------ Raw records ------

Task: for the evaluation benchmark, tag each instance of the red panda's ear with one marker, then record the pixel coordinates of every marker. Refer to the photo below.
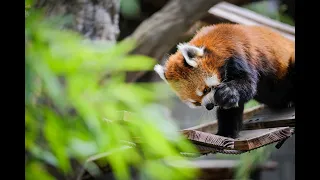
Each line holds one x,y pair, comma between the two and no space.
160,71
190,53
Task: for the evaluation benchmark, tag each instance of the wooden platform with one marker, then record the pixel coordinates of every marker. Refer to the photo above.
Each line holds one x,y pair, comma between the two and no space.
262,126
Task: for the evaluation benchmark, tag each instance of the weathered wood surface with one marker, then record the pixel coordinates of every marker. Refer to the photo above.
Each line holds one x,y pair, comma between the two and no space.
213,126
270,119
226,12
248,140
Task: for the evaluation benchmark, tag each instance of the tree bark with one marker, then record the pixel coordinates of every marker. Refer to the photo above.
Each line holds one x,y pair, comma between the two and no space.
95,19
158,34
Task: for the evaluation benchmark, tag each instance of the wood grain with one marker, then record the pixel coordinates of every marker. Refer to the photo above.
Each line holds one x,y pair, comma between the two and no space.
267,118
248,140
226,12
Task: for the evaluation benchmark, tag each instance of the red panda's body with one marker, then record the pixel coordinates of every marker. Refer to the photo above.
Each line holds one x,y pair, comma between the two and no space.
227,65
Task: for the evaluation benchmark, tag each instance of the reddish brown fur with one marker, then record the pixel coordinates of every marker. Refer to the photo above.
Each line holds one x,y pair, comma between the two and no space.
222,41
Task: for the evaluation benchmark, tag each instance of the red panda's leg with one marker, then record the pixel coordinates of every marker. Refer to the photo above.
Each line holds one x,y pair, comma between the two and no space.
239,86
230,121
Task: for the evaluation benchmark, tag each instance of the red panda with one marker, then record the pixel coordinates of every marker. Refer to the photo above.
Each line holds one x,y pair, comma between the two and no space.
226,65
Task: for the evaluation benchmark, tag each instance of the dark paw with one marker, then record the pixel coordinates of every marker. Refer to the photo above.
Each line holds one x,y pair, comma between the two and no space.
226,96
232,135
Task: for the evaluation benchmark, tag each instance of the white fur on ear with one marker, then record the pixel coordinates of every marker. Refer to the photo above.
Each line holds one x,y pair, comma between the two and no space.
190,53
160,70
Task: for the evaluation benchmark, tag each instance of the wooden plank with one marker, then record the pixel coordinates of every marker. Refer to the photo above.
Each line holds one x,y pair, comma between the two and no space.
271,119
234,18
217,164
251,139
212,127
257,17
208,139
226,12
248,140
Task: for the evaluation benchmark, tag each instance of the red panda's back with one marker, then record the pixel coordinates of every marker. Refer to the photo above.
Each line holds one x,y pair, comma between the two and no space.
263,46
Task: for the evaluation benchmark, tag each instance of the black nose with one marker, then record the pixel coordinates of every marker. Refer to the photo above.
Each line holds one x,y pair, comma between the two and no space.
210,106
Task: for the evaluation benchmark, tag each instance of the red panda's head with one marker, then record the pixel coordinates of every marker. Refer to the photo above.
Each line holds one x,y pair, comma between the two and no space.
194,70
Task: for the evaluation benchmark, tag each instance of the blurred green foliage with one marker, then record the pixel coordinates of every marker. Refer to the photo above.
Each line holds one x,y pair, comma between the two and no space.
71,114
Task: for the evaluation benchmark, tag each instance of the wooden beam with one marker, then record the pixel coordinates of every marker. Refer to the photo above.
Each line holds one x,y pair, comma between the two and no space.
267,118
212,127
248,140
226,12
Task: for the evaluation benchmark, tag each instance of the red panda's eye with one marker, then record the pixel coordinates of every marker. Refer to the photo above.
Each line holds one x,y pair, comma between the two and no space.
206,90
197,104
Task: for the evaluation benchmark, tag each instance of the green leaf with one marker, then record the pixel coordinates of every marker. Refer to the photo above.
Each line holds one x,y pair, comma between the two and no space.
35,171
134,63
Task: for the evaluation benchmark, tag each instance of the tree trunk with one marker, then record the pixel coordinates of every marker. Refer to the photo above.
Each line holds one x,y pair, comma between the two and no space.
158,34
95,19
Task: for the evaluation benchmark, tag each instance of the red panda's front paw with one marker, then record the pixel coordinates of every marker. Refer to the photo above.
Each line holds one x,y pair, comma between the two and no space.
226,96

------

:: Prompt ::
All of the material above should be reproduced exactly, except the pictures.

:: Response to the exercise ::
Task: for the evaluation benchmark, tag each instance of the red panda's ear with one marker, then record the pixel coordinates of every marker. Refer to the photo below.
Each line holds one x,y pair, comma between the two and no space.
160,71
190,53
Task: for the evaluation benchmark, tag each instance of the wooden platform with one marker, then record the pixel coordinates of every marker. Refer to the photo above.
Each line holds one x,y pair, comma between the two and no space.
262,126
Task: for the evaluation benchmark, tag each instance of the weathered wood surface with one marker, then record the pixel coordinates of every marker. Refer to the photo above.
Each line holds one x,y pair, comma between the two and no space.
213,126
270,119
226,12
248,140
Task: for the evaluation benchmark, tag each instance of the tree bark with one marker, then record the pixel coordinates of every marker. Refer to the photo above.
Each line holds one x,y pair, comma between the two and no space.
95,19
158,34
Task: for the evaluation benchmark, tag each instance of the wood grain with one marker, then record the pixel coordinates of every marker. Refer to the photo above.
Each line holds one x,y pair, comma between the two and no space.
267,118
248,140
226,12
Task: for the evaluation benchmark, tag each instance of the red panda's body with one marker, then record the pixel coordinates of every marker. Refer to the photo above.
Each line holds one x,y pair, comma between the two and no space.
227,65
Task: for the evaluation benchmark, tag each instance of the reddish brown fur with one marker, then record the pixel coordinates of every marker. Refer to the photo above.
Each line holds one x,y pair, comma between the two and no space.
222,41
Task: for the evaluation benchmark, tag each instance of the red panda's leg with one marker, then record the pixel coordinates of every marker. Refer to the photo above.
Each line holds one x,y pair, comma between the two and no space.
239,86
230,121
Task: for the evaluation benchmark, tag each instance of the red panda with one marker, then record the pixel coordinates of every marker. Refer to the photo above.
Each line holds one x,y pair, comma between the two and no space.
226,65
Task: for the evaluation benchmark, tag each instance of the dark paw with one marker, then record the pixel coordinates of every marker. Refer to the photo above.
Each line holds one x,y pair, comma between the two and no space.
226,96
232,135
Task: for the evaluation benchmark, tag each instance of the white fur on ear with one marker, then record the pixel coordinates of every marker. Refer to the photo above.
Each line holds one x,y pair, comma between the two and no space.
190,53
160,70
Task: for the evaluation benchmark, tag each instance of the wooden plank with one marker, then record the pixel coordinates of every marker. Refer to the photo above.
Each line holds one x,y pair, comma between the two and no space.
271,119
234,18
217,164
251,139
212,127
257,17
208,139
226,12
248,140
Task: for the evaluation benchmark, tag each instance of the red panda's back with one marker, then record the pixel coordinates of every marker. Refer to the photo above.
Each line holds one x,y pair, comma between the two and no space.
263,46
Task: for the evaluation benchmark, tag each instance of the black nose with one marker, then record the pixel coordinates of every marker. Refer to the photo above.
Each line holds one x,y pair, comma between the two and no space.
210,106
Task: for the evaluation benchmark, tag each instance of the red panda's head with one marker, then record the pixel coordinates of every marker. Refer to the photo above.
Each line holds one x,y pair, comma between the two and no space.
194,70
Task: for the evaluation benchmark, tag each instance of the blurred green foliage with one marker, then record the pixel coordinates of every marker. Refer to the photo above.
Each line holds one x,y pair, comma between the two and no space.
71,114
Task: for the evaluation benchmark, tag each instance of the wooden beam with one marker, then record the pixel coordinates of every marker. Refer to the photo above.
Each line holds one x,y pair, comma between the two and no space.
267,118
212,127
248,140
226,12
Task: for the evaluation benchmark, tag each instance of the red panda's eye with one marker, then record the pixel coordinates of every marker. Refer to the photo above.
Each line holds one x,y pair, comma between the two and no space.
206,90
197,104
Task: for the evaluation benchmark, tag each instance of the green leaf with one marker, then record the pixel coordinates of every marker. Refer to the photo above.
Each line holds one x,y pair, comma between the two and no space.
35,171
134,63
Task: for the evaluation benchmark, tag each instance of the tree trunk with one marker, then record the pixel coordinates of every marker. Refer to the photo above.
Each line holds one x,y pair, comma between the two and no space.
158,34
95,19
Task: for the evaluation benchmark, tag each instance of the red panda's front paw with one marker, then record the pixel coordinates of every marker. Refer to the photo above.
Each line holds one x,y pair, comma between the two and no space.
226,96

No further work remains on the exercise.